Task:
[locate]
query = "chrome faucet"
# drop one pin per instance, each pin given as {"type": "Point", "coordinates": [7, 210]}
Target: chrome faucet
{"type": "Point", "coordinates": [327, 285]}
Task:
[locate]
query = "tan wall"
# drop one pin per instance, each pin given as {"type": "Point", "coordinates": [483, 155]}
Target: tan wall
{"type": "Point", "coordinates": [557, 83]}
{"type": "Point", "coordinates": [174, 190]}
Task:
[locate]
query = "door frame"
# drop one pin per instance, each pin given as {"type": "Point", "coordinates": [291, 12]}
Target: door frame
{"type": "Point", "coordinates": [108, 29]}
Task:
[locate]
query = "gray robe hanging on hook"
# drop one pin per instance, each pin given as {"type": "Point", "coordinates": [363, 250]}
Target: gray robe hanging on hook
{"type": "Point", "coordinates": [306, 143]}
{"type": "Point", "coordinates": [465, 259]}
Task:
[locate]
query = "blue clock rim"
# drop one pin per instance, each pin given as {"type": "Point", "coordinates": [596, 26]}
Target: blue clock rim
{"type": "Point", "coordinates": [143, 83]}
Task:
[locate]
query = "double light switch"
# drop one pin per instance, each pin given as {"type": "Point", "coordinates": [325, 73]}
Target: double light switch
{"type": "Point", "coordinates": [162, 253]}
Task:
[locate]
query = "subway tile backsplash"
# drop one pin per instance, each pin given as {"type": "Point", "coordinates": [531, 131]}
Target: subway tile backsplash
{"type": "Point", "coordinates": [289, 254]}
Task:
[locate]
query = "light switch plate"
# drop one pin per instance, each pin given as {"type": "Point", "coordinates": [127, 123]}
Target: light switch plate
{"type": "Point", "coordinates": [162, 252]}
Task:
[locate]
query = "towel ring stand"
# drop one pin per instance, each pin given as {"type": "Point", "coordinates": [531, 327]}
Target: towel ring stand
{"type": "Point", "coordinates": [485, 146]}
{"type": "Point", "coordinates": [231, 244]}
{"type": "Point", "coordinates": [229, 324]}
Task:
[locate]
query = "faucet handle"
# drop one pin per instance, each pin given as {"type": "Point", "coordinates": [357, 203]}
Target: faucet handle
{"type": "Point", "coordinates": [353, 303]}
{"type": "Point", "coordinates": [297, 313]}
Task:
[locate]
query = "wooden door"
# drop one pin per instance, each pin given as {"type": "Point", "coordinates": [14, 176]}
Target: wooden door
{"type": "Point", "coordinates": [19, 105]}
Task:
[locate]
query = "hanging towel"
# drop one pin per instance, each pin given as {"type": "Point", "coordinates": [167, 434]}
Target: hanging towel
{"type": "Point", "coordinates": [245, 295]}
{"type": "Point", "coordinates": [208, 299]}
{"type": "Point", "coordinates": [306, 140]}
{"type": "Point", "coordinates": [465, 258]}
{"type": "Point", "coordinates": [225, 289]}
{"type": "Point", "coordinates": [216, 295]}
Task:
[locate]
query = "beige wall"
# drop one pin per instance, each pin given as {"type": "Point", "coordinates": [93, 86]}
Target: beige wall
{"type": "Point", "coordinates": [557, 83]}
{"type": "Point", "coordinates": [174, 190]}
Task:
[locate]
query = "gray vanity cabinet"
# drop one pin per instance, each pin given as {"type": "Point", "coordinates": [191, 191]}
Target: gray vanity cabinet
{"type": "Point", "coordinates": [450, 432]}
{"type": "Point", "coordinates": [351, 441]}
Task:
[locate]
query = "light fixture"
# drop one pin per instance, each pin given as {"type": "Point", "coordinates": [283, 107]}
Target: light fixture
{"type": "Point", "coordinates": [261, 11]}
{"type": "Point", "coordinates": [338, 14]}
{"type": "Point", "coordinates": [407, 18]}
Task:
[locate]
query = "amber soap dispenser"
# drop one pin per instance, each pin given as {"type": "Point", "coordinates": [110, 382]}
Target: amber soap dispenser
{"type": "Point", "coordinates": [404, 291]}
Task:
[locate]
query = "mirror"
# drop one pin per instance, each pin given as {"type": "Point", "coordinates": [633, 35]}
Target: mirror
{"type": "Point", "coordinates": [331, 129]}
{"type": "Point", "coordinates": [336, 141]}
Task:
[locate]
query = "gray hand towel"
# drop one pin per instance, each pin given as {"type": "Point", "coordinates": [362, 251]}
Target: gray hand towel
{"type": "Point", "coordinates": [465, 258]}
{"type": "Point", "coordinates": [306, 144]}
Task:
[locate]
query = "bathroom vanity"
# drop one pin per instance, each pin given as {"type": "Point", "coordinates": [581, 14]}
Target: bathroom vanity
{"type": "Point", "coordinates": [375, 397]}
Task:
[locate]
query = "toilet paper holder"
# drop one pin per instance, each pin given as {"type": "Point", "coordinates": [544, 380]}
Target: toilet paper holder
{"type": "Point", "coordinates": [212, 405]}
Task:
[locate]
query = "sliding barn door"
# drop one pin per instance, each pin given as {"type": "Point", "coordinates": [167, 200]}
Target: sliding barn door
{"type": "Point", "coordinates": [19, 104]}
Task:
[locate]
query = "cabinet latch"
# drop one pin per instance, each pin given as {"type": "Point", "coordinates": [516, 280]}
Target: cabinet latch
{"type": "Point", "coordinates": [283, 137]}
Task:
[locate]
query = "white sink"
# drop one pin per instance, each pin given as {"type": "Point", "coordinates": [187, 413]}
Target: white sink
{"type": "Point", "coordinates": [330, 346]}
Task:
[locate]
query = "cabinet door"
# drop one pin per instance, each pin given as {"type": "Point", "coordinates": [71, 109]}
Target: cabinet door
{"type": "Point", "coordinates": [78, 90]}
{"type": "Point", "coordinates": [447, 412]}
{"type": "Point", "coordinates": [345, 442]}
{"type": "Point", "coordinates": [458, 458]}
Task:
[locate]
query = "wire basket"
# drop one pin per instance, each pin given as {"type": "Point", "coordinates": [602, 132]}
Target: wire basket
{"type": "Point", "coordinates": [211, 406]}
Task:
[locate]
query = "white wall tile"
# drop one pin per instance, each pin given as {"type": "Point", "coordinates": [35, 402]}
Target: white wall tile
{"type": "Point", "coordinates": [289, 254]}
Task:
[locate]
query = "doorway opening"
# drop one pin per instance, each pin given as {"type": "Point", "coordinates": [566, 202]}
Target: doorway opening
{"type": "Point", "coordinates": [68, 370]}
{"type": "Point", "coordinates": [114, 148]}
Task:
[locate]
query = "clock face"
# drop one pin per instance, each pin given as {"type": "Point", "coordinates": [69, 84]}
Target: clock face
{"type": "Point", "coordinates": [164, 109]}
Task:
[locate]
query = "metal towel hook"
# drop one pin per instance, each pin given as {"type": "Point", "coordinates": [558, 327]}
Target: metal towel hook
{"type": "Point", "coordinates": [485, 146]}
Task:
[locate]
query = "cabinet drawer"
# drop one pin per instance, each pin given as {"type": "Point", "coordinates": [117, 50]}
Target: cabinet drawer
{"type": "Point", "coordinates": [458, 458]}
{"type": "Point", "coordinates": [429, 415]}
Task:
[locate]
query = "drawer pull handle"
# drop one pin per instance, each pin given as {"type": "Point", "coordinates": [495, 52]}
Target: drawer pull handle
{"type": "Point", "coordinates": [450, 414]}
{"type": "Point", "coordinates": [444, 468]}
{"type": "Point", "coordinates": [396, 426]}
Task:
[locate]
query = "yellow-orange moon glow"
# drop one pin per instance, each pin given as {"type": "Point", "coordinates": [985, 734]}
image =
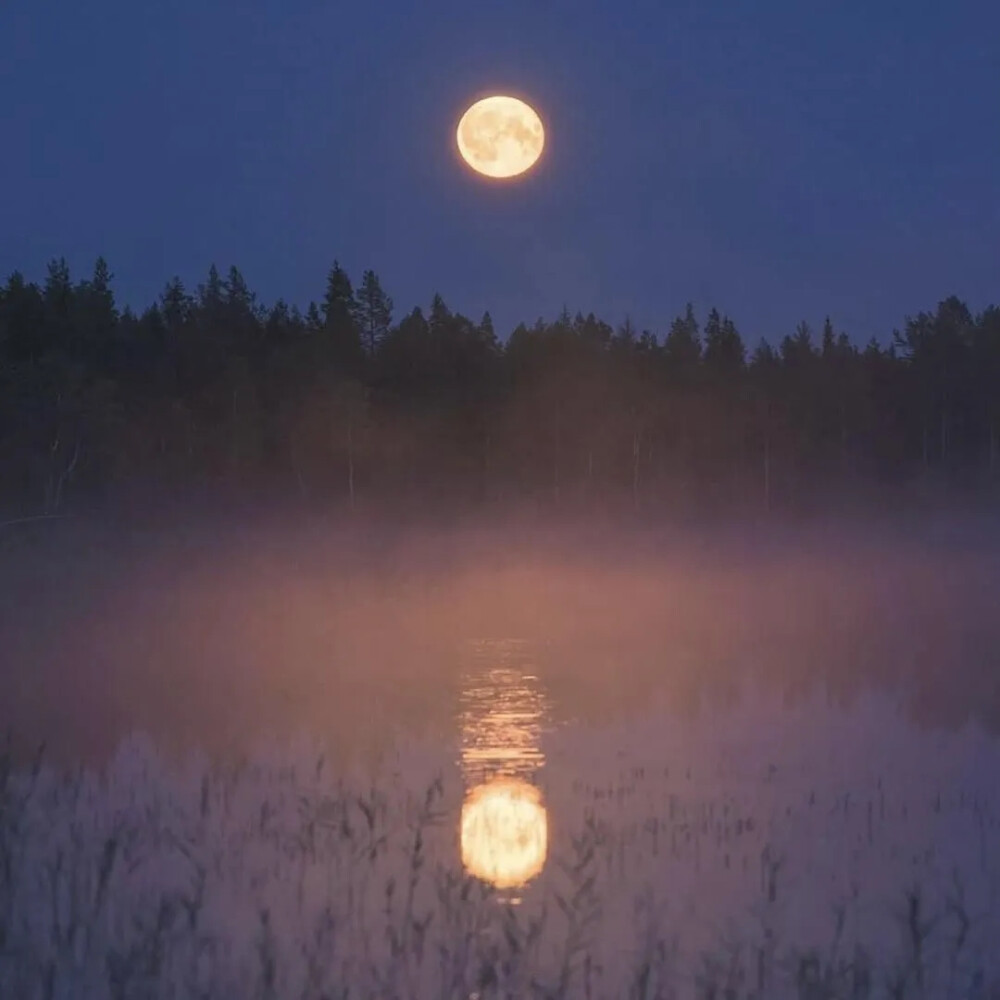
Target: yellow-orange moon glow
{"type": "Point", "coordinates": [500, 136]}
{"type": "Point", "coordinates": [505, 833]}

● ● ●

## Problem statement
Type out all the records verbatim, minus images.

## Your response
Task:
[locate]
query = "chrome faucet"
# drop one pin per instance, each pin given as {"type": "Point", "coordinates": [7, 210]}
Target: chrome faucet
{"type": "Point", "coordinates": [327, 285]}
Task:
[locate]
query = "tan wall"
# drop one pin per instance, each pin given as {"type": "Point", "coordinates": [483, 155]}
Target: tan wall
{"type": "Point", "coordinates": [557, 83]}
{"type": "Point", "coordinates": [174, 190]}
Task:
[locate]
query = "door frame"
# drop one pin per instance, each pin given as {"type": "Point", "coordinates": [291, 12]}
Target: door frame
{"type": "Point", "coordinates": [108, 29]}
Task:
[locate]
query = "gray robe hanging on hook"
# drop one pin per instance, each pin given as {"type": "Point", "coordinates": [363, 250]}
Target: gray robe hanging on hook
{"type": "Point", "coordinates": [306, 143]}
{"type": "Point", "coordinates": [465, 259]}
Task:
[locate]
query = "blue clock rim"
# drop one pin per instance, each pin given as {"type": "Point", "coordinates": [596, 26]}
Target: blue clock rim
{"type": "Point", "coordinates": [143, 83]}
Task:
[locate]
query = "double light switch"
# drop one pin per instance, each pin given as {"type": "Point", "coordinates": [325, 73]}
Target: double light switch
{"type": "Point", "coordinates": [162, 253]}
Task:
[locate]
query = "subway tile backsplash"
# drop one pin per instance, each pin given as {"type": "Point", "coordinates": [531, 131]}
Target: subway tile backsplash
{"type": "Point", "coordinates": [289, 254]}
Task:
[locate]
query = "light switch plate"
# drop one pin per instance, each pin given as {"type": "Point", "coordinates": [127, 123]}
Target: light switch plate
{"type": "Point", "coordinates": [162, 252]}
Task:
[locate]
query = "towel ring stand"
# drop one pin per instance, each pin given as {"type": "Point", "coordinates": [531, 327]}
Target: towel ring stand
{"type": "Point", "coordinates": [485, 146]}
{"type": "Point", "coordinates": [231, 244]}
{"type": "Point", "coordinates": [229, 324]}
Task:
[locate]
query = "faucet handle"
# drop one pin per instance, each pin given as {"type": "Point", "coordinates": [357, 203]}
Target: faucet handle
{"type": "Point", "coordinates": [353, 303]}
{"type": "Point", "coordinates": [297, 313]}
Task:
[locate]
query = "wooden door"
# drop one pin per instance, each pin given as {"type": "Point", "coordinates": [14, 176]}
Target: wooden door
{"type": "Point", "coordinates": [19, 105]}
Task:
[locate]
query = "hanging towel"
# drop one pin per instance, each pin given as {"type": "Point", "coordinates": [167, 434]}
Target: hanging towel
{"type": "Point", "coordinates": [245, 295]}
{"type": "Point", "coordinates": [208, 299]}
{"type": "Point", "coordinates": [306, 140]}
{"type": "Point", "coordinates": [465, 258]}
{"type": "Point", "coordinates": [225, 289]}
{"type": "Point", "coordinates": [216, 295]}
Task:
[locate]
query = "beige wall"
# drop one pin per instance, each pin given as {"type": "Point", "coordinates": [93, 86]}
Target: beige wall
{"type": "Point", "coordinates": [557, 83]}
{"type": "Point", "coordinates": [174, 190]}
Task:
[locate]
query = "gray vanity cabinet"
# drop one pin per instance, each pin given as {"type": "Point", "coordinates": [191, 191]}
Target: gray vanity cabinet
{"type": "Point", "coordinates": [450, 432]}
{"type": "Point", "coordinates": [351, 441]}
Task:
[locate]
query = "light fixture"
# drop one pin per instance, each pin given as {"type": "Point", "coordinates": [283, 107]}
Target: light fixture
{"type": "Point", "coordinates": [261, 11]}
{"type": "Point", "coordinates": [338, 14]}
{"type": "Point", "coordinates": [407, 18]}
Task:
[locate]
query = "amber soap dispenser"
# drop one pin per instance, each pin given as {"type": "Point", "coordinates": [110, 382]}
Target: amber soap dispenser
{"type": "Point", "coordinates": [404, 291]}
Task:
[locate]
query = "mirror"
# drop one pin per instance, each pin given as {"type": "Point", "coordinates": [633, 35]}
Target: mirror
{"type": "Point", "coordinates": [331, 129]}
{"type": "Point", "coordinates": [336, 141]}
Task:
[locate]
query = "gray hand towel"
# drop one pin per instance, each pin given as {"type": "Point", "coordinates": [362, 251]}
Target: gray hand towel
{"type": "Point", "coordinates": [465, 258]}
{"type": "Point", "coordinates": [306, 144]}
Task:
[locate]
query = "bathroom vanity"
# drop one pin per instance, each pin given as {"type": "Point", "coordinates": [581, 14]}
Target: bathroom vanity
{"type": "Point", "coordinates": [375, 397]}
Task:
[locate]
query = "toilet paper holder"
# drop one pin per instance, each pin given as {"type": "Point", "coordinates": [544, 380]}
Target: toilet paper holder
{"type": "Point", "coordinates": [212, 405]}
Task:
[locate]
query = "sliding barn door"
# drop one pin per instance, each pin given as {"type": "Point", "coordinates": [167, 200]}
Target: sliding barn door
{"type": "Point", "coordinates": [19, 104]}
Task:
[locate]
query = "cabinet latch"
# drop one pin per instance, each pin given as {"type": "Point", "coordinates": [516, 280]}
Target: cabinet latch
{"type": "Point", "coordinates": [283, 137]}
Task:
[locate]
query = "white sink"
# drop one pin per instance, each pin given as {"type": "Point", "coordinates": [187, 413]}
Target: white sink
{"type": "Point", "coordinates": [330, 346]}
Task:
[locate]
query = "cabinet door"
# drop one pin per instance, each pin given as {"type": "Point", "coordinates": [71, 109]}
Target: cabinet door
{"type": "Point", "coordinates": [78, 90]}
{"type": "Point", "coordinates": [447, 412]}
{"type": "Point", "coordinates": [345, 442]}
{"type": "Point", "coordinates": [458, 458]}
Task:
[locate]
query = "wire basket"
# drop one pin per instance, each pin given as {"type": "Point", "coordinates": [602, 132]}
Target: wire basket
{"type": "Point", "coordinates": [211, 406]}
Task:
[locate]
query = "white wall tile"
# drop one pin per instance, each pin given as {"type": "Point", "coordinates": [35, 402]}
Target: white wall tile
{"type": "Point", "coordinates": [289, 254]}
Task:
[locate]
query = "doorway opening"
# drop one pin per instance, each pin given as {"type": "Point", "coordinates": [566, 202]}
Target: doorway opening
{"type": "Point", "coordinates": [68, 370]}
{"type": "Point", "coordinates": [114, 148]}
Task:
[locate]
query = "clock face"
# drop one pin per instance, each pin given as {"type": "Point", "coordinates": [69, 84]}
Target: clock face
{"type": "Point", "coordinates": [164, 109]}
Task:
[locate]
query = "metal towel hook"
# drop one pin per instance, each pin given as {"type": "Point", "coordinates": [558, 327]}
Target: metal towel hook
{"type": "Point", "coordinates": [485, 146]}
Task:
[locate]
query = "cabinet drawer"
# drop one pin per instance, each pin given as {"type": "Point", "coordinates": [117, 50]}
Target: cabinet drawer
{"type": "Point", "coordinates": [458, 458]}
{"type": "Point", "coordinates": [429, 415]}
Task:
[locate]
query = "drawer pull handle"
# drop one pin per instance, each pin given as {"type": "Point", "coordinates": [495, 52]}
Target: drawer pull handle
{"type": "Point", "coordinates": [450, 414]}
{"type": "Point", "coordinates": [444, 468]}
{"type": "Point", "coordinates": [396, 426]}
Task:
[locate]
query = "yellow-orange moon glow"
# drop one pin per instance, each pin given as {"type": "Point", "coordinates": [985, 734]}
image =
Target: yellow-orange moon glow
{"type": "Point", "coordinates": [500, 136]}
{"type": "Point", "coordinates": [505, 833]}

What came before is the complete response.